### GOAL
Could you return all of the records below word for word, leaving out the pictures?

### EXERCISE MATERIAL
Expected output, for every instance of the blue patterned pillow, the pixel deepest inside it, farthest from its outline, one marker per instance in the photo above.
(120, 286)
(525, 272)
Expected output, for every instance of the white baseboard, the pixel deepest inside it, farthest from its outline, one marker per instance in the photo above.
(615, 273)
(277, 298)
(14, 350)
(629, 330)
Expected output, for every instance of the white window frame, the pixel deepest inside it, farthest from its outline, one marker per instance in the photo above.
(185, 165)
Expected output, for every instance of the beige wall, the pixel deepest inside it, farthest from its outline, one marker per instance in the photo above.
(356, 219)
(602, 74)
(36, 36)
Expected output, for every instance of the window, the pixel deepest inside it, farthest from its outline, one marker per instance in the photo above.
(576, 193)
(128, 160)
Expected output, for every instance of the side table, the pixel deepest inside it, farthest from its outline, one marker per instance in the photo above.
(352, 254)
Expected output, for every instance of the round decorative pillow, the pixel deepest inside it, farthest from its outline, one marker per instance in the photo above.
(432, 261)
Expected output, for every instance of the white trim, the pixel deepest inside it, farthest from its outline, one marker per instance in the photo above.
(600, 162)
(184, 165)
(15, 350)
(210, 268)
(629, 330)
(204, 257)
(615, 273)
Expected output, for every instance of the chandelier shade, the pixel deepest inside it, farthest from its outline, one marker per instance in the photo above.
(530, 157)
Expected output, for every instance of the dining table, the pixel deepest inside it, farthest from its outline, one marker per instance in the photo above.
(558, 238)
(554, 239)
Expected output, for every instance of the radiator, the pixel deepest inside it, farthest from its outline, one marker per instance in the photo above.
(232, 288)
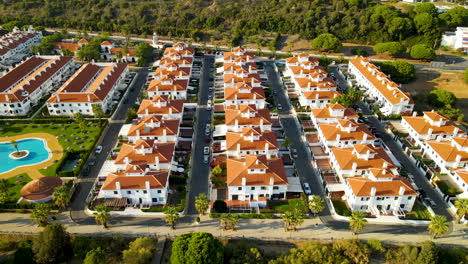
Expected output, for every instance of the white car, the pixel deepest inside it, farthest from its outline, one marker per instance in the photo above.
(98, 149)
(307, 189)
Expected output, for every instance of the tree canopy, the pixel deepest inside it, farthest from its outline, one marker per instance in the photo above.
(197, 247)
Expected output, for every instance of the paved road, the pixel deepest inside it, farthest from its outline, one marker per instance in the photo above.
(307, 173)
(107, 140)
(199, 172)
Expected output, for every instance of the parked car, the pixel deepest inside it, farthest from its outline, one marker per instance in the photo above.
(98, 149)
(307, 189)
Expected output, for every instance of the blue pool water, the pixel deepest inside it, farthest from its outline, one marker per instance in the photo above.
(37, 153)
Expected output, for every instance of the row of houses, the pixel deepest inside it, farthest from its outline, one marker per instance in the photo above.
(354, 166)
(15, 45)
(255, 170)
(138, 175)
(73, 88)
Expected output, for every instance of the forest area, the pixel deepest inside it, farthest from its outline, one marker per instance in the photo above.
(237, 21)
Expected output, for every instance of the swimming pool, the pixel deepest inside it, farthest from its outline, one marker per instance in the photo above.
(38, 152)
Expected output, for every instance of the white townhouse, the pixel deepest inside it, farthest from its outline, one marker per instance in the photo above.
(387, 94)
(92, 84)
(154, 128)
(15, 45)
(238, 117)
(356, 161)
(254, 179)
(431, 126)
(251, 141)
(161, 105)
(344, 134)
(331, 113)
(378, 191)
(25, 85)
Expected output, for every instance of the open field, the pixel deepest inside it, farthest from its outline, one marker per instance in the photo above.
(427, 80)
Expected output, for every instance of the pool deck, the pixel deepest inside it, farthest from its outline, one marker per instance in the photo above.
(33, 170)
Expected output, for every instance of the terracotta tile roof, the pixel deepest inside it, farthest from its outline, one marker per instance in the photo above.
(390, 90)
(325, 112)
(321, 95)
(135, 156)
(157, 180)
(91, 83)
(331, 131)
(362, 187)
(151, 107)
(34, 72)
(421, 125)
(238, 169)
(73, 47)
(232, 139)
(13, 39)
(170, 126)
(345, 157)
(448, 151)
(233, 113)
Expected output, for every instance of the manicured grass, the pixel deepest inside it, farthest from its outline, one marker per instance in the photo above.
(341, 208)
(419, 212)
(16, 185)
(289, 205)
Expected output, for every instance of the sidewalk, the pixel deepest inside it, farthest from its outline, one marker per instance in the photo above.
(265, 229)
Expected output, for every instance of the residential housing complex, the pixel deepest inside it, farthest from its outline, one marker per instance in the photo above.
(25, 85)
(255, 170)
(14, 46)
(379, 88)
(92, 84)
(138, 175)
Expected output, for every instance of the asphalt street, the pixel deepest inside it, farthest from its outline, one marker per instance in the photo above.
(200, 170)
(308, 174)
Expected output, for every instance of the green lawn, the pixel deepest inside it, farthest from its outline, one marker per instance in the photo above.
(419, 212)
(341, 208)
(16, 185)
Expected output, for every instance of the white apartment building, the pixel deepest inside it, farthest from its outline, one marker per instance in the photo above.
(93, 83)
(387, 94)
(22, 87)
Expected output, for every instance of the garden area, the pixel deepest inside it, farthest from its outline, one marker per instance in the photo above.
(76, 139)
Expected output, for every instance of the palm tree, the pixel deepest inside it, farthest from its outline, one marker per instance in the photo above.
(14, 144)
(102, 215)
(201, 203)
(40, 214)
(316, 204)
(357, 222)
(62, 196)
(4, 189)
(438, 226)
(462, 208)
(293, 219)
(171, 216)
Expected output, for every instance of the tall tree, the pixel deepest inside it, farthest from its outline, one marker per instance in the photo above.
(102, 215)
(171, 216)
(357, 222)
(438, 226)
(201, 203)
(50, 245)
(316, 204)
(61, 196)
(462, 208)
(40, 214)
(98, 112)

### WRITTEN SOLUTION
Expected output, for every instance of the blue patterned pillow, the pixel deepest inside it, farthest from its outline, one marker per instance in the photo above.
(120, 286)
(525, 272)
Expected output, for every instance of the white baseboard, the pixel deepest inside it, farthest from its outline, one marker per instance in the photo above.
(615, 273)
(277, 298)
(14, 350)
(629, 330)
Expected output, for every instance of the white window frame, the pixel deepest inside it, farthest from its outline, one marker per instance in the photo above.
(185, 165)
Expected output, for every instance of the beige wall, the pixel deepest inside it, farthest from its outline, one marker per instance in the photo above.
(356, 219)
(602, 74)
(36, 36)
Expected output, for every instance of the window, the pixel deepest inside it, farthest from its outline, one marker per instance in the photo above.
(576, 193)
(128, 160)
Expected output, for every instance of the side table, the pixel deepest inside it, farthest from its outline, one marker per instance in the photo above.
(352, 254)
Expected output, for every instance of the round decorative pillow, the pixel deepest inside it, farthest from its outline, one marker per instance in the photo above.
(432, 261)
Expected output, for every instance of the white trim, the pixel deepest inside it, farthest from its outline, one marker per instance in the photo above.
(600, 162)
(184, 165)
(15, 350)
(210, 268)
(629, 330)
(204, 257)
(615, 273)
Expected output, for every instance of the chandelier shade, the pixel deepest inside it, farthest from its outline, one marker per instance in the photo above.
(530, 157)
Expected output, for every instance of the dining table, the pixel deepest inside it, farthest from its outline, one marker per instance in the photo above.
(558, 238)
(554, 239)
Expected output, for every instance of the radiator, the pixel deepest inside it, farthest from its outline, one marker per instance in the photo above.
(232, 288)
Expected output, for every instance of the white car, the pixel deepest inside it, farthest from its outline, one marker per instance in the photo above.
(98, 149)
(307, 189)
Expected output, for every instance of the tree canopy, the pixel deepest inside it, farthest from its outline, one marker per instance in the photo above.
(197, 247)
Expected output, for every instance of the paved road, the pixel deepest inside it, farthest from its outline, one marker per instance in the photo above.
(307, 173)
(107, 140)
(199, 172)
Expected output, for every instance of the parked car, the pixel deepest inside it, farthest from its outline, one marker per instance in the photo above.
(98, 149)
(307, 189)
Expected output, for every instance of the blue pool water, the pixel deepest inside it, farthest from its outline, one marker per instance in the photo above.
(37, 153)
Expected output, for every instance of the row of houses, the pixel deepest inside it, farthest from its outline, one marker per instance in the photo above.
(354, 166)
(15, 45)
(255, 170)
(138, 175)
(73, 88)
Expected output, for every instance of the forest area, the pixel deepest inside it, farthest from its outline, one marker per instance in the photo above.
(237, 21)
Expected output, for every instance of the swimming pool, the pixel deepest inside it, farthest from its outline, one marker per instance in the photo above.
(38, 152)
Expected output, for every instance of the white townhouse, the pixel deepest inside it, farthest from its outline, one marker per instance in the photo above.
(387, 94)
(92, 84)
(154, 128)
(15, 45)
(238, 117)
(356, 161)
(254, 179)
(431, 126)
(251, 141)
(161, 105)
(344, 134)
(331, 113)
(378, 191)
(25, 85)
Expected output, for every instance of the open field, the pixel deepest inside it, farthest from its outline, one marker per instance in the photo above.
(427, 80)
Expected output, for every instance of the pool deck, the pixel deepest inside it, farthest from its outline, one marker per instance in the photo above.
(33, 170)
Expected output, for every instance of the terracotta tile roof, the pixel deepest inside it, farthest from its outline, one marker per instance in the photo above.
(390, 90)
(325, 112)
(321, 95)
(135, 156)
(157, 180)
(91, 83)
(331, 131)
(362, 187)
(151, 107)
(34, 72)
(421, 125)
(238, 169)
(73, 47)
(232, 139)
(13, 39)
(170, 126)
(345, 157)
(448, 151)
(233, 113)
Expected output, for every instance of the manicured grass, the pixel deepest inside it, farthest from its outline, one marker per instance in the photo above.
(341, 208)
(419, 212)
(16, 185)
(289, 205)
Expected output, for every instance of the sidewalk, the pixel deepest inside it, farthest from its outline, one marker per instance in the photo above.
(265, 229)
Expected output, for every instance of the residential housing complex, the pixel deepest inside it, farthest from its outline, one marker per instance in the photo above.
(25, 85)
(255, 170)
(14, 46)
(379, 88)
(92, 84)
(138, 175)
Expected output, for every instance of the asphalt street, the pixel deepest inside it, farthest from its outline, one marker per instance in the photo above.
(200, 170)
(308, 174)
Expected output, for every instance of the green lawn, the pixel deepest inside it, farthest from its outline, one marker per instance in the photo above.
(419, 212)
(341, 208)
(16, 185)
Expected output, for every instance of the white apartment building, the pixel deepest inside it, farthest from its outline, one marker per instance in the photo above.
(93, 83)
(387, 94)
(22, 87)
Expected output, for every instance of the garden area, the pixel deepest inside it, farthest from its outline, one marker per instance in the photo above.
(76, 139)
Expected output, for every instance of the palm tree, the pixel deepest inside it, farthest from its outline, one marker per instance in the photo above.
(14, 144)
(102, 215)
(201, 203)
(40, 214)
(316, 204)
(357, 222)
(62, 196)
(4, 189)
(438, 226)
(462, 208)
(293, 219)
(171, 216)
Expected output, for every instance of the tall tree, the pixel deepest inside it, farthest from its outline, one marker per instance in the photo above.
(102, 215)
(171, 216)
(357, 222)
(438, 226)
(201, 203)
(50, 245)
(316, 204)
(61, 196)
(462, 208)
(40, 214)
(98, 112)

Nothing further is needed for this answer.